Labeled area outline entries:
================

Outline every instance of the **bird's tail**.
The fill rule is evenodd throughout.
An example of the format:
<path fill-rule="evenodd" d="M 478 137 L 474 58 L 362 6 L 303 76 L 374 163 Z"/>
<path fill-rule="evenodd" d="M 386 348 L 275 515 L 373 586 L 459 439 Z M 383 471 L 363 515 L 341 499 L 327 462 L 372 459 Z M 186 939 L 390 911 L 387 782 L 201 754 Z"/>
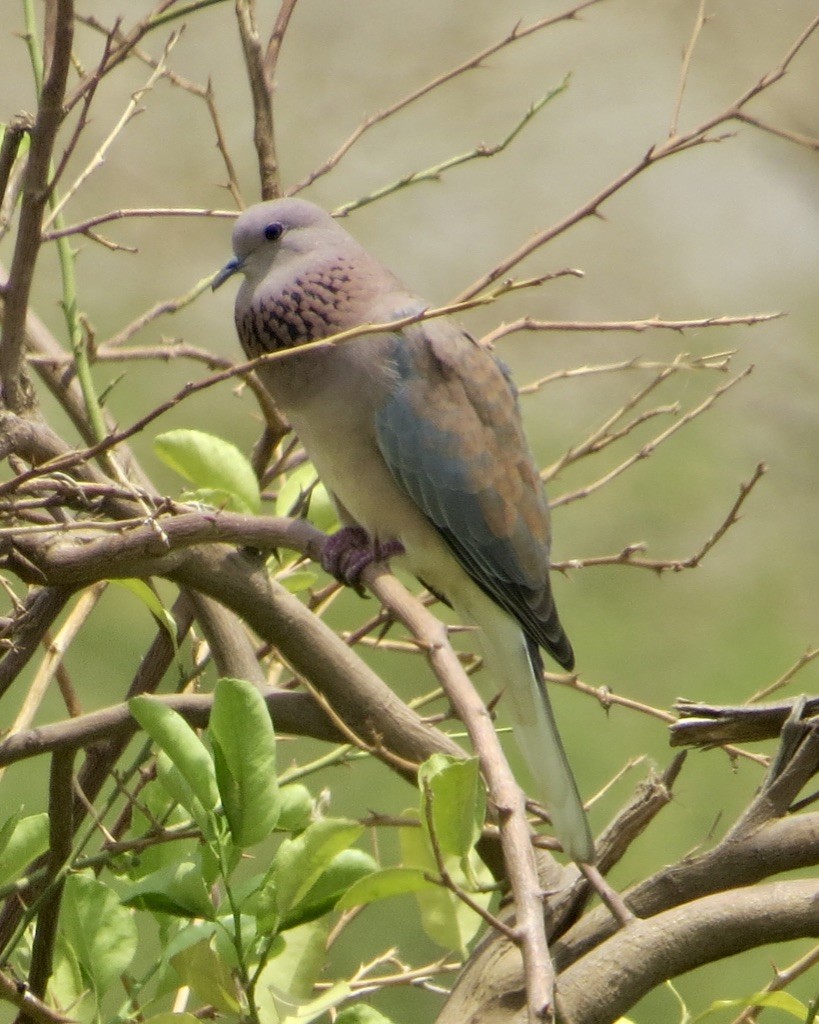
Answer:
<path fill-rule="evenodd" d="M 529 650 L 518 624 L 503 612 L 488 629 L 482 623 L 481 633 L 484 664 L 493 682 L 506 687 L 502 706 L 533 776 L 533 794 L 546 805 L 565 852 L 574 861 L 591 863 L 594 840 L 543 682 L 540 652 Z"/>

================

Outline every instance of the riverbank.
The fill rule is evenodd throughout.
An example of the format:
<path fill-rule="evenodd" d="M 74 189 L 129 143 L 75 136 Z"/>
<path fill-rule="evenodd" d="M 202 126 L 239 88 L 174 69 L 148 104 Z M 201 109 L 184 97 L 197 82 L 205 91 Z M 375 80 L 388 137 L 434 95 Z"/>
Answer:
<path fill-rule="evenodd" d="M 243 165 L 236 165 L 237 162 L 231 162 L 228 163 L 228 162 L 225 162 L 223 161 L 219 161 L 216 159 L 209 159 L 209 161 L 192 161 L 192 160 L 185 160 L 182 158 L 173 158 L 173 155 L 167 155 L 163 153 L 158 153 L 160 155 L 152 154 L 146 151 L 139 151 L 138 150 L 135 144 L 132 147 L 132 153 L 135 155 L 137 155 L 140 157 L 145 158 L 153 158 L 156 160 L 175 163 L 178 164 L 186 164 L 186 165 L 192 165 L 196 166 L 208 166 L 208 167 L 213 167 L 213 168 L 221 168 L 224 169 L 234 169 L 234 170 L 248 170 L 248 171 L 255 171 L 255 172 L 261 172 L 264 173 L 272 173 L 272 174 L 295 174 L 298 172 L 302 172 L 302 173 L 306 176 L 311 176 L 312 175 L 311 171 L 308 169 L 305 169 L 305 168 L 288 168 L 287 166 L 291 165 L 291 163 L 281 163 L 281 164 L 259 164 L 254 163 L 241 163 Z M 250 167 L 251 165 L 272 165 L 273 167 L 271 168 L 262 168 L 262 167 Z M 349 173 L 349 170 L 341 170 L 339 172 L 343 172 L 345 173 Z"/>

================

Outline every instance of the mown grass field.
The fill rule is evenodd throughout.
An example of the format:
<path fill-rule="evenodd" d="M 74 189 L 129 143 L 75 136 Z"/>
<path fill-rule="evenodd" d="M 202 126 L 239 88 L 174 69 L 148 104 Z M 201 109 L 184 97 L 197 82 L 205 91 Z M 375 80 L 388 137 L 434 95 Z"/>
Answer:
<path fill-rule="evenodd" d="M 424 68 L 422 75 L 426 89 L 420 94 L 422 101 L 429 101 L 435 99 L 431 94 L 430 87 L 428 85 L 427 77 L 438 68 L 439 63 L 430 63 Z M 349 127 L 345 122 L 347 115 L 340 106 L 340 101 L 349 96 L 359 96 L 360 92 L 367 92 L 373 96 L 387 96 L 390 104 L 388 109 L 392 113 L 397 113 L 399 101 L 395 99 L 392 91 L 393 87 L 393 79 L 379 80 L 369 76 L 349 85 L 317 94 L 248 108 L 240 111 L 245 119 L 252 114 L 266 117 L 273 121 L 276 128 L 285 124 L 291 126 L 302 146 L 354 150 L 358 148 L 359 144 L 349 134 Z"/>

================

■ Given request
Retype the listing word for word, starting at the line that contains "Outline every instance of the riverbank." and ending after the line that contains "243 165 L 236".

■ Answer to this exercise
Outline every instance of the riverbank.
The fill rule is evenodd throughout.
An example of the format:
<path fill-rule="evenodd" d="M 74 189 L 129 143 L 75 136 Z"/>
<path fill-rule="evenodd" d="M 202 126 L 239 88 L 174 69 L 148 104 Z M 201 109 L 184 97 L 197 82 L 205 91 Z M 375 80 L 388 137 L 434 95 Z"/>
Answer:
<path fill-rule="evenodd" d="M 243 165 L 236 165 L 237 162 L 231 162 L 228 163 L 228 162 L 225 162 L 223 161 L 219 161 L 216 159 L 209 159 L 209 161 L 192 161 L 192 160 L 185 160 L 182 158 L 173 158 L 173 155 L 167 155 L 163 153 L 158 153 L 160 155 L 152 154 L 146 151 L 139 151 L 138 150 L 135 144 L 132 147 L 132 153 L 135 155 L 137 155 L 140 157 L 145 158 L 153 158 L 156 160 L 175 163 L 178 164 L 186 164 L 186 165 L 192 165 L 196 166 L 208 166 L 208 167 L 213 167 L 213 168 L 221 168 L 224 169 L 234 169 L 234 170 L 248 170 L 248 171 L 255 171 L 255 172 L 261 172 L 264 173 L 272 173 L 272 174 L 295 174 L 298 172 L 302 172 L 302 173 L 306 176 L 311 176 L 312 175 L 311 171 L 308 169 L 305 169 L 305 168 L 288 168 L 287 166 L 291 165 L 291 163 L 281 163 L 281 164 L 259 164 L 254 163 L 241 163 Z M 250 167 L 251 165 L 272 165 L 273 167 L 271 168 L 262 168 L 262 167 Z M 349 173 L 349 170 L 341 170 L 339 172 L 343 172 L 345 173 Z"/>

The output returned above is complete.